(Labeled-object pointing entries)
--- --- ---

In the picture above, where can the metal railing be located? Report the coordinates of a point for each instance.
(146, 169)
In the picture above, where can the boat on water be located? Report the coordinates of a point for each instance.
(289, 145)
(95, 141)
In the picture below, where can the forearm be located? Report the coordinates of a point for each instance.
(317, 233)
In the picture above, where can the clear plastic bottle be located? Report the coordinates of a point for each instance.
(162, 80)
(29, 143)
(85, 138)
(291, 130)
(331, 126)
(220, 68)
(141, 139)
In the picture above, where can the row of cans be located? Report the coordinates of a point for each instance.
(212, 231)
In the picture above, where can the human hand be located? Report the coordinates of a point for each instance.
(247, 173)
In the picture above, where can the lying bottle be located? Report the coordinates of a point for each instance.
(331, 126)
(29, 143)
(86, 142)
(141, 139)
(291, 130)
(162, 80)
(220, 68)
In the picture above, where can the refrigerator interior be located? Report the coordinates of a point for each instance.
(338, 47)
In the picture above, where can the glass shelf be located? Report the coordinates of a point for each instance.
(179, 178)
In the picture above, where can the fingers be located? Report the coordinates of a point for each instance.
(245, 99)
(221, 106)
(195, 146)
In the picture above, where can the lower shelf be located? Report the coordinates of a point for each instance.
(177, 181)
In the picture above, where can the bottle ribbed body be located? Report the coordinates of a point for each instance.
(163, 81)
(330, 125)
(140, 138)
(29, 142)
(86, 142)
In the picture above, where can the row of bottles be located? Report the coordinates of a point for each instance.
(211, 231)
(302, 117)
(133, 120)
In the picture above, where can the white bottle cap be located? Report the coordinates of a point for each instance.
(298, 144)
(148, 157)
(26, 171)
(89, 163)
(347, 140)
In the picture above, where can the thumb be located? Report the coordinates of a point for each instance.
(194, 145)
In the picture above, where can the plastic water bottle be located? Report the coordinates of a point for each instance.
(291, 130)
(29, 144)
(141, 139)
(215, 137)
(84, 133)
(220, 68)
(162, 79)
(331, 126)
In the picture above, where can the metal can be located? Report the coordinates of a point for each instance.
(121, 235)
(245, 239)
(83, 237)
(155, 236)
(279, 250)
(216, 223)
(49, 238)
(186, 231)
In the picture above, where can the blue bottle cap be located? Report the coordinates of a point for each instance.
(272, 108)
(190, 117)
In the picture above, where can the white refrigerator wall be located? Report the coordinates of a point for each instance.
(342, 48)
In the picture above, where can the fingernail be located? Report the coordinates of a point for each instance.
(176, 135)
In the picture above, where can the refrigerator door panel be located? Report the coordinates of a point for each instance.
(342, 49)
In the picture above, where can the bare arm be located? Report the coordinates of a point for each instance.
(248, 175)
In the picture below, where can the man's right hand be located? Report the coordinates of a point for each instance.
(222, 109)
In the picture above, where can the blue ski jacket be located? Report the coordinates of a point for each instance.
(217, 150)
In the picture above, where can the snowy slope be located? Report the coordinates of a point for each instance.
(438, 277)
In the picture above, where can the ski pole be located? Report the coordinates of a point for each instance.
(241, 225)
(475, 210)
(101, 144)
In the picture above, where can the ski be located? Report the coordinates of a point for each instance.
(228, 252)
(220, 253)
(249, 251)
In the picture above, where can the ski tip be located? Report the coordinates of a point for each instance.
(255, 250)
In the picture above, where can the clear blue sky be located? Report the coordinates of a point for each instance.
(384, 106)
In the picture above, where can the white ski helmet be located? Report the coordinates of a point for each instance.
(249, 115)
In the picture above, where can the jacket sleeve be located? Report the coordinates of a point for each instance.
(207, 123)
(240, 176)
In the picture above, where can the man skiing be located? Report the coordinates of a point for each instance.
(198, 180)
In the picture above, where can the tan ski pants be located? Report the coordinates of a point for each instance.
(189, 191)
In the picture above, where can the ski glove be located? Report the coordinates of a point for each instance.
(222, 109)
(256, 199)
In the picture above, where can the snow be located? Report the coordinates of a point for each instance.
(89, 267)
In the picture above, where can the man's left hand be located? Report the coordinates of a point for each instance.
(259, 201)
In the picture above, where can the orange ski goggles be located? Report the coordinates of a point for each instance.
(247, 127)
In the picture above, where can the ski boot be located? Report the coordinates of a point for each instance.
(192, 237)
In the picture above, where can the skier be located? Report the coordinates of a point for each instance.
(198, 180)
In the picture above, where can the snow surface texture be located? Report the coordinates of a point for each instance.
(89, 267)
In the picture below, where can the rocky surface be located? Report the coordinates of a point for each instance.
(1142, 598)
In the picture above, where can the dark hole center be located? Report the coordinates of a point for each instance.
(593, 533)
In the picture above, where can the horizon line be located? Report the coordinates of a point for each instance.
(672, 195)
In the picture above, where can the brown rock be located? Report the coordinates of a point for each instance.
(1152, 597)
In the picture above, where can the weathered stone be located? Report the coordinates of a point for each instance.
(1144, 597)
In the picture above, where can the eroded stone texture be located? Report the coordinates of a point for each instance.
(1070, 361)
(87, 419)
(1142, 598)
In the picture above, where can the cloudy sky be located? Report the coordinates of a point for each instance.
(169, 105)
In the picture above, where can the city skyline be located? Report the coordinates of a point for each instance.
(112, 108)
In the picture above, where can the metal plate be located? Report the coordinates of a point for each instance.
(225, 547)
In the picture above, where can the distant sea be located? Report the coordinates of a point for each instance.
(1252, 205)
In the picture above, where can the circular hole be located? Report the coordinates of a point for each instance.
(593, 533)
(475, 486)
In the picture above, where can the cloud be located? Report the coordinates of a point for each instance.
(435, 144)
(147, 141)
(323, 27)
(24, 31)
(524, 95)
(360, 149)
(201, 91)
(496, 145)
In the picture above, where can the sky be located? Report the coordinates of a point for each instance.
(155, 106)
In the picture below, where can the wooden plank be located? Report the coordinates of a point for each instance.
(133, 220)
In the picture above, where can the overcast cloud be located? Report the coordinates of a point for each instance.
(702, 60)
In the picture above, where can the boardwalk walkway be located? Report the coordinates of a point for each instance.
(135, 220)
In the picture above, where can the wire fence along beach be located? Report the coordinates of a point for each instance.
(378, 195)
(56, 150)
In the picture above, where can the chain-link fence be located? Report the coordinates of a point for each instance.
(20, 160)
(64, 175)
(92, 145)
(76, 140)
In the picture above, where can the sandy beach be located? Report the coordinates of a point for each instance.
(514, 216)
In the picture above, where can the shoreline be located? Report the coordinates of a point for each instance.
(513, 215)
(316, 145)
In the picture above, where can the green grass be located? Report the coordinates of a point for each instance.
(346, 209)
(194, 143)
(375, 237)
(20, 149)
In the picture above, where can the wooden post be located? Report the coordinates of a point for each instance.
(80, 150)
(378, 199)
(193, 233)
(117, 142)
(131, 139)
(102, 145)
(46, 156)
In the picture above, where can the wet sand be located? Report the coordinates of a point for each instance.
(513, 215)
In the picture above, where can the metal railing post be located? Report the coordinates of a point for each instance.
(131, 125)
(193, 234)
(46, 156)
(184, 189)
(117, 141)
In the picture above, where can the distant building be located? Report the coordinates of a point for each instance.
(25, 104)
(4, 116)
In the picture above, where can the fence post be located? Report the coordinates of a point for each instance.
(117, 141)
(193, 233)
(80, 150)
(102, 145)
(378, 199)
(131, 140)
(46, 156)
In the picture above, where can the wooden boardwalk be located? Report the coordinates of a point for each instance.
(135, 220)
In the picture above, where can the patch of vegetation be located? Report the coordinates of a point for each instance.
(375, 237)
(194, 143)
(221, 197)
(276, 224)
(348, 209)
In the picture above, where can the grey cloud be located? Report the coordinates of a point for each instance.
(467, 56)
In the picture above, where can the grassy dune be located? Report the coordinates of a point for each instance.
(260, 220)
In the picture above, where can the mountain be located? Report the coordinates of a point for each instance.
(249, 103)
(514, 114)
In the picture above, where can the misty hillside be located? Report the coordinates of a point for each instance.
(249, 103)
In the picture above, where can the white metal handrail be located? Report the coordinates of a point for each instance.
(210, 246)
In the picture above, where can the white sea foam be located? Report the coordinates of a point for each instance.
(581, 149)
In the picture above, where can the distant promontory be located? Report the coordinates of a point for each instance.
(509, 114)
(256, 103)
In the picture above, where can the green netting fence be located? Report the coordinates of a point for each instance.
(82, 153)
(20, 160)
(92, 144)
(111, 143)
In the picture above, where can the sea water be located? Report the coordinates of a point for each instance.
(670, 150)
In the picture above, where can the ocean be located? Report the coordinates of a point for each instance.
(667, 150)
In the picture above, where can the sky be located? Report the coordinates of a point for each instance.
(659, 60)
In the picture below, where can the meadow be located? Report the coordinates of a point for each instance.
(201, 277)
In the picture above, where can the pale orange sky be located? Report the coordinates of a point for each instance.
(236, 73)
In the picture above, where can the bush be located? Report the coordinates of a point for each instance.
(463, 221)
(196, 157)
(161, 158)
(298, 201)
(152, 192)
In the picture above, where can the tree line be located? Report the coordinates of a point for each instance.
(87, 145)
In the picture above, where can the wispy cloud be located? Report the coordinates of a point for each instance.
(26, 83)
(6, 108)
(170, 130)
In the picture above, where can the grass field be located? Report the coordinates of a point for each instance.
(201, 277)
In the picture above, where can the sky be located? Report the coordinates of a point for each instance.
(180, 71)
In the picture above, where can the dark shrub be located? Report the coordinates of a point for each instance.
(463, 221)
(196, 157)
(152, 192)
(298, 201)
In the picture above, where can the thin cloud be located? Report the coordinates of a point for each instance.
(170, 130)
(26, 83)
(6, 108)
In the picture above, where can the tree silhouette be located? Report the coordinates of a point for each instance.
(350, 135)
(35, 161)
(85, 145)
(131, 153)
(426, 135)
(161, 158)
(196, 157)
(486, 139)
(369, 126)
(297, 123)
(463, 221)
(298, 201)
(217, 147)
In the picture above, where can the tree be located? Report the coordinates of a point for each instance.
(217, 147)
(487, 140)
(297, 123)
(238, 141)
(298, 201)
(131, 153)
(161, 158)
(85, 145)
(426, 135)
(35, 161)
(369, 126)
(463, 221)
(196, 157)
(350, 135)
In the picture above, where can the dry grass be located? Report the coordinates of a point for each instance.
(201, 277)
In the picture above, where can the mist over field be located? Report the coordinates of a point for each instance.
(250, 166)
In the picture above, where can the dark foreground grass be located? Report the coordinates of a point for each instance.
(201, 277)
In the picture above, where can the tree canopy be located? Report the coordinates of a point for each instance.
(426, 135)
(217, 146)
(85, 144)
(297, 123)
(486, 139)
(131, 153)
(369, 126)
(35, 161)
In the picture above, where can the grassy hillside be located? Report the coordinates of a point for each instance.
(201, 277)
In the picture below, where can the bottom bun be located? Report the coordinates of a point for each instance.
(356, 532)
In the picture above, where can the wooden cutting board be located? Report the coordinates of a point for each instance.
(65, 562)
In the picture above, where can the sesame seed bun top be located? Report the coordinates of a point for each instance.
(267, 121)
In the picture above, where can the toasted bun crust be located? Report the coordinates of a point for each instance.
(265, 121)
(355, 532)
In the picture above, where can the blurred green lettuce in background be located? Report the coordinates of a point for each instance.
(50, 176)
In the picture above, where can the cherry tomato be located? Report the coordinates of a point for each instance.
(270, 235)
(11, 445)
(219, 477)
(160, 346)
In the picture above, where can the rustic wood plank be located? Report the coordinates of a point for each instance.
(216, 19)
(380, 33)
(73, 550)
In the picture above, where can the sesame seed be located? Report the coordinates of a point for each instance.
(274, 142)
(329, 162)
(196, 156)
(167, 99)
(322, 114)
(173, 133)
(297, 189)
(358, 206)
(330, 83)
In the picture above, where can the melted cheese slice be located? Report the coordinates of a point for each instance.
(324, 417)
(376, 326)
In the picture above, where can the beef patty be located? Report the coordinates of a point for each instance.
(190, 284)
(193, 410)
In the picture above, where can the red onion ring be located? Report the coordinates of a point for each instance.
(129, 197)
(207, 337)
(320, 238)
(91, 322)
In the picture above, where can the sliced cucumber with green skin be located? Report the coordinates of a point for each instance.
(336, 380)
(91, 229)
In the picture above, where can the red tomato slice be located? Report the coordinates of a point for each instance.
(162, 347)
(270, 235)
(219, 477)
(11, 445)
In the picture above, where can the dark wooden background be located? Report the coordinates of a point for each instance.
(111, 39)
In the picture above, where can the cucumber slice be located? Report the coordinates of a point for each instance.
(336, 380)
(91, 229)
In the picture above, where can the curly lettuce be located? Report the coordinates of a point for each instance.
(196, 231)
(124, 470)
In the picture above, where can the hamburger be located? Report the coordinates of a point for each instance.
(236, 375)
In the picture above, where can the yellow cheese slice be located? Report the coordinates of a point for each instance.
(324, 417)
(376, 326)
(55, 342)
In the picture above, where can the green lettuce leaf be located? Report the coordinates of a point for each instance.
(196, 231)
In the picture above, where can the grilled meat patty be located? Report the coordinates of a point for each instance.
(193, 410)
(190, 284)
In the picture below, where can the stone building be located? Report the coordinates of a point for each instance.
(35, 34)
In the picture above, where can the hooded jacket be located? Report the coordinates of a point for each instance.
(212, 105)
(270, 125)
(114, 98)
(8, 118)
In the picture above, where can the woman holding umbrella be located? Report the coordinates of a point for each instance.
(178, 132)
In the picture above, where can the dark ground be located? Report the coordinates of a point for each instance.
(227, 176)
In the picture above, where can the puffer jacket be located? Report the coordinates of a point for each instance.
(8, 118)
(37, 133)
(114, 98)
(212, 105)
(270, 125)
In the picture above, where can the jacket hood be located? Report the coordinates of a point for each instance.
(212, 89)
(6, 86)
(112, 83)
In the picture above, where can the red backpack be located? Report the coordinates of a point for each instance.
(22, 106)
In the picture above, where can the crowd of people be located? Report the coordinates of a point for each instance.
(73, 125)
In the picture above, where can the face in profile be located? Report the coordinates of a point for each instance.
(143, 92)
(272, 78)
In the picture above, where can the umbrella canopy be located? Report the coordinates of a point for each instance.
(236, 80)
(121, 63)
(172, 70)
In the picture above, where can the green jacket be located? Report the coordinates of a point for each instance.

--- --- ---

Your goal: Your answer should consist only of the lines from the one with "In the picture above, where can the curly" through the end of the data above, reproduced exactly.

Right answer:
In the picture above, where can the curly lettuce be located? Report the coordinates of a point for each instance.
(196, 231)
(124, 470)
In the picture above, where can the hamburger be located? Report the coordinates of a point for each instance.
(236, 375)
In the picture above, where can the yellow cheese slice be located? Report the coordinates of a point for each instance.
(324, 417)
(376, 326)
(55, 342)
In the picture above, where can the green lettuce leaf be located? Report the coordinates of a point for each instance.
(196, 231)
In the picture above, where can the grilled meat patty be located? Report the coordinates of a point for each instance.
(193, 410)
(190, 284)
In the picture below, where can the stone building be located? Report the coordinates of a point for each instance.
(35, 34)
In the picture above, where can the hooded jacket be located? Report the coordinates of a point for each instance.
(212, 105)
(270, 125)
(114, 98)
(8, 118)
In the picture above, where can the woman holding umbrella be located? Report the coordinates of a point for each instance.
(178, 132)
In the picture above, where can the dark ground be located? Report the coordinates of a point for each instance.
(227, 176)
In the picture above, where can the puffer jacket be located? Report the coordinates of a point for each instance.
(8, 118)
(37, 133)
(114, 98)
(212, 105)
(270, 125)
In the picture above, where can the jacket hood be located? Report the coordinates of a point for each instance.
(212, 89)
(6, 86)
(112, 83)
In the picture above, where can the red backpack be located? Report the coordinates of a point for each instance.
(22, 106)
In the picture above, where can the crowd of people be located? Report the coordinates of a point for each instance.
(73, 125)
In the picture above, where can the face in profile be located? Report the coordinates of a point for each instance.
(143, 92)
(272, 78)
In the picture above, where can the umbrella canopy be located? Report the coordinates of a point for each instance.
(236, 80)
(121, 63)
(172, 70)
In the picture above, where can the green jacket be located? Report the coordinates of a point for each instance.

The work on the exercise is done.